= Required work =
Restate every entry word for word.

___ Input rows ___

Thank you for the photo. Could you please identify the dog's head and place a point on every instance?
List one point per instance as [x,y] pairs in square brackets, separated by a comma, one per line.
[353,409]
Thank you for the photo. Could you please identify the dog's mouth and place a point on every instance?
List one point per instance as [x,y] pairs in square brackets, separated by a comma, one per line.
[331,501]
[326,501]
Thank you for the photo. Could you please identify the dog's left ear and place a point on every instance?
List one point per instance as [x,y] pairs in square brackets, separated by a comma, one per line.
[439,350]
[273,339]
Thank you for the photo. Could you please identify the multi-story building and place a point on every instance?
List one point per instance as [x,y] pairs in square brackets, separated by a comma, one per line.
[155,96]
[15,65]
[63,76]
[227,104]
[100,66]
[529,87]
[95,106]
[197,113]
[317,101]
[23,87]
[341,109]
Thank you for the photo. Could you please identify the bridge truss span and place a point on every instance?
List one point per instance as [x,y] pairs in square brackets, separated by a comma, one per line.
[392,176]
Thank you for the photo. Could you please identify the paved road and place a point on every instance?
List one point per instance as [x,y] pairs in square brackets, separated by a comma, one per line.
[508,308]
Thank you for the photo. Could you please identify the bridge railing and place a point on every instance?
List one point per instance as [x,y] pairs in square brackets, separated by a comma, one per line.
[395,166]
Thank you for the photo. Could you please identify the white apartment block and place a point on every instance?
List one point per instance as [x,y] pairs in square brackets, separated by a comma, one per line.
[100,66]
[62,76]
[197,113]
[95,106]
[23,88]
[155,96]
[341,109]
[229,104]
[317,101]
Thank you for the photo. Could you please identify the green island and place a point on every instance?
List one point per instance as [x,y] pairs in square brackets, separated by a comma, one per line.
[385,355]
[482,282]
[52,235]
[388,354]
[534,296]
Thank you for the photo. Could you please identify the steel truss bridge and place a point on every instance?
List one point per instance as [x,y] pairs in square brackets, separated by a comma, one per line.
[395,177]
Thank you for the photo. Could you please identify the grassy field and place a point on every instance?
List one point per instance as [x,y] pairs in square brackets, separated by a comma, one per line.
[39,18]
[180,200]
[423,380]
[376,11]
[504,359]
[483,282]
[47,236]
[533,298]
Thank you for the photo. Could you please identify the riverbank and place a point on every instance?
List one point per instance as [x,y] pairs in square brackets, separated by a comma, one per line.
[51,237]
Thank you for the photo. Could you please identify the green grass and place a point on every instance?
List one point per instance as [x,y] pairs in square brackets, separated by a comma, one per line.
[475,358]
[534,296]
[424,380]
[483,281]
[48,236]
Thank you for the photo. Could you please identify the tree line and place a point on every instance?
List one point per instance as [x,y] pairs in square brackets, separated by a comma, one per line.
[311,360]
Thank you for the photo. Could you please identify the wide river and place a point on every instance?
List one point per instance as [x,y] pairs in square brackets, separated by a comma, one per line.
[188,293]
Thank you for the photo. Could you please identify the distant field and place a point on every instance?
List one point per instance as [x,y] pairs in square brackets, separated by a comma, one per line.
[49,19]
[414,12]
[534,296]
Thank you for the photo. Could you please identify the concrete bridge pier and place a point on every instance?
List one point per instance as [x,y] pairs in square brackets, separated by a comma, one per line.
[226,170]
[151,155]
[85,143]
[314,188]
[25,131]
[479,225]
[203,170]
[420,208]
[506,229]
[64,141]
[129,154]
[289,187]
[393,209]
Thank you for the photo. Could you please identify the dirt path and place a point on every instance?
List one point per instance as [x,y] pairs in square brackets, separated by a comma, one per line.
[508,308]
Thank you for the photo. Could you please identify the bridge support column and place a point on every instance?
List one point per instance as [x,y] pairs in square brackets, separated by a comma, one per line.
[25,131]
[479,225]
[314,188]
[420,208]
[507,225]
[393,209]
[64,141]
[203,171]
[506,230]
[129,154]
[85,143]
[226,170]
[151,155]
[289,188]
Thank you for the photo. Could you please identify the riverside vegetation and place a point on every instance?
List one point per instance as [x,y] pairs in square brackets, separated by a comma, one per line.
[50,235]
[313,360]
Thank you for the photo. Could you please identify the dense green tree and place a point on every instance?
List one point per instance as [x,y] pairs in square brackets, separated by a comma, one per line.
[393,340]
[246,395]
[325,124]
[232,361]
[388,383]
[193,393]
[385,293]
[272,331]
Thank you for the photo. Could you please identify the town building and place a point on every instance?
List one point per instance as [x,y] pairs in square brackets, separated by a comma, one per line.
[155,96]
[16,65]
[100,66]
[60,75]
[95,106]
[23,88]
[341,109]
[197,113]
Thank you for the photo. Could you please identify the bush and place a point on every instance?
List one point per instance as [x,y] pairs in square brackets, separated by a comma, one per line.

___

= Solution =
Thank you for the photo. Could you please identify the dog's head and place a point on every instance?
List one point per instance as [x,y] pairs in square brackets, separated by a comma, one per line.
[353,409]
Thank you for the photo. Could you please identify the dog's mouth and place a point on every instance?
List one point per instance as [x,y] pairs in square brackets, separated by a comma, one per line.
[331,501]
[326,501]
Thank you for the photo. Could you please identify the dog's left ear and place a point on every instance?
List one point per instance as [x,y] pairs in square brackets, separated by a comma, one per line.
[439,350]
[273,339]
Thank you for the photo. Could you please identify the multi-story building and place a point on every instance?
List one point per instance as [x,y] pairs in square brackets, separated by a comma, one per line.
[155,96]
[15,65]
[63,76]
[227,104]
[100,66]
[529,87]
[95,106]
[197,113]
[317,101]
[23,87]
[341,109]
Thank you for the photo. Could you please identify the bridge truss span and place a point on every instance?
List one point per instance as [x,y] pairs in square brackets, separated by a comma, one per line.
[392,176]
Thank you for the photo. Could you please identify the paved road and place a point on every instance?
List one point per instance as [x,y] pairs in square brackets, separated by a comma, one per line.
[508,308]
Thank you for the photo. Could you please identify the bridge railing and place a point on every instance?
List one point per instance as [x,y] pairs in square brackets, separated by a comma, one per line.
[395,166]
Thank you for the photo. Could you please identify the white apartment block and place a point on every instance?
List one point per instance as [x,y] pairs in square brackets, separated by a comma, one per line.
[100,66]
[62,76]
[197,113]
[95,106]
[23,88]
[155,96]
[341,109]
[229,104]
[317,101]
Thank you for the photo. Could you please identify the green island and place a point on every instance?
List one point per instance as [x,y] pairs in square brackets, separated by a comma, one per line.
[385,355]
[482,282]
[52,235]
[388,354]
[534,296]
Thank you for the photo. Could you please identify the steel truss bridge and place a point on every instance?
List one point per instance as [x,y] pairs in square brackets, separated by a comma, one per line.
[395,177]
Thank you for the photo. Could you please identify the grassy field and place a point on every instance?
List one point per instance as [x,y] pairs in square brackets, separated by a comma, one per line.
[39,18]
[180,200]
[423,380]
[376,11]
[504,359]
[483,282]
[47,236]
[533,298]
Thank you for the photo. Could you please identify the riverbank and place a point on every instance?
List one point per instance as [x,y] pairs in square brackets, separated by a comma, one per line.
[51,237]
Thank you for the photo. Could you please identify the green grass and place a point on every instance?
List one point per instance as [x,y] pairs in square brackets, separated by a comma, one per line.
[475,358]
[534,296]
[424,380]
[483,281]
[48,236]
Thank you for the photo. Could you please identify the tree line and place a point on every instance?
List one point per instance as [x,y] pairs in square brackets, separated by a comma, one per line.
[311,360]
Thank you for the photo. Could you please identify the wide river and place a point on every instance?
List one point per instance as [x,y] pairs in square brackets, separated by a comma, one per line.
[188,293]
Thank you for the photo. Could you please identify the distant field and place a point on every instance?
List one point per instance as [x,y] pairs in square brackets, separated by a comma, one per line.
[49,19]
[414,12]
[534,296]
Thank you for the photo. Could you please identify the concrete bridge pier and place a point on every instance?
List one point per instance as [x,y] pairs in square brackets, separated by a comma, one per line.
[226,170]
[151,155]
[85,143]
[314,188]
[25,131]
[479,225]
[203,170]
[420,208]
[506,229]
[64,141]
[129,154]
[289,187]
[393,209]
Thank you for the photo. Could you please identify the dirt path and place a point on every instance?
List one point per instance as [x,y] pairs in square brackets, separated by a comma, one per line.
[508,308]
Thank you for the photo. Could you please identify the bridge support column and place a point on every instance?
List one point per instance as [x,y] pairs in square brackets, separated by a comma, one per line.
[25,131]
[479,225]
[314,188]
[420,208]
[507,225]
[393,209]
[64,141]
[203,171]
[506,230]
[129,154]
[85,143]
[226,170]
[151,155]
[289,188]
Thank you for the photo. Could you please identify the riverside vegetation and place a point on every instance?
List one point per instance as [x,y] pairs in square brackets, separated by a comma, one per line.
[50,235]
[313,360]
Thank you for the photo. Could you please identify the dense green tree and place a point on every instance?
List one point per instance as [x,y] pairs in square brackets, separated by a comma, one per line.
[393,340]
[246,395]
[325,124]
[232,361]
[388,383]
[193,393]
[385,293]
[272,331]
Thank you for the photo. Could you please identify the town building and place a point on every instance?
List one point per instance as [x,y] pairs in square brackets, separated by a comma, one per line.
[155,96]
[16,65]
[100,66]
[60,75]
[95,106]
[23,88]
[341,109]
[197,113]
Thank you for the photo. Could you please identify the bush and place a point on every instance?
List one point per instance as [x,y] pairs in square brackets, separated by a comma, one per line.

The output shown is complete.